*What the task requires:* Locate each line in the material below that contains the word "report" and copy those lines.

*Source data:*

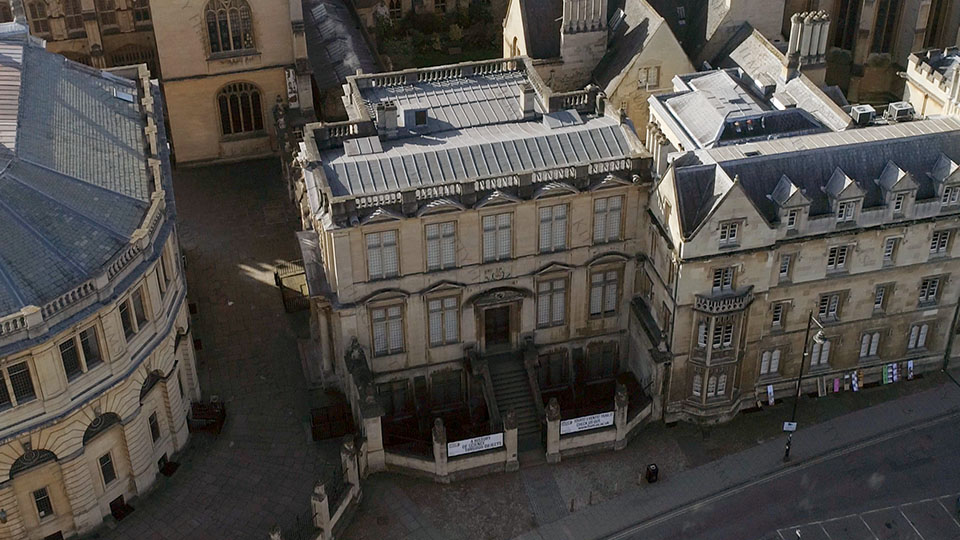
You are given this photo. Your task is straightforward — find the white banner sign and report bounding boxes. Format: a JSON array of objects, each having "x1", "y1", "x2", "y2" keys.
[
  {"x1": 560, "y1": 411, "x2": 613, "y2": 435},
  {"x1": 447, "y1": 433, "x2": 503, "y2": 457}
]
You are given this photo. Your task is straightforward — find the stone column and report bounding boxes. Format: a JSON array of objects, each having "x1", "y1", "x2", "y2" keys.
[
  {"x1": 163, "y1": 370, "x2": 190, "y2": 452},
  {"x1": 546, "y1": 398, "x2": 560, "y2": 463},
  {"x1": 503, "y1": 409, "x2": 520, "y2": 471},
  {"x1": 310, "y1": 482, "x2": 333, "y2": 540},
  {"x1": 433, "y1": 418, "x2": 450, "y2": 482},
  {"x1": 0, "y1": 481, "x2": 27, "y2": 540},
  {"x1": 123, "y1": 415, "x2": 157, "y2": 495},
  {"x1": 613, "y1": 383, "x2": 630, "y2": 450},
  {"x1": 60, "y1": 449, "x2": 102, "y2": 531}
]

*Exercise answer:*
You are given this photo. Your task is straightforward — find the white banner sign and report bounding boxes. Format: a JSON array of objects, each having "x1", "y1", "x2", "y2" keys.
You are given this photo. Your task is straightforward — find the stone column and report bounding boxes. Format: a JSON array of objects, each having "x1", "y1", "x2", "y2" keys.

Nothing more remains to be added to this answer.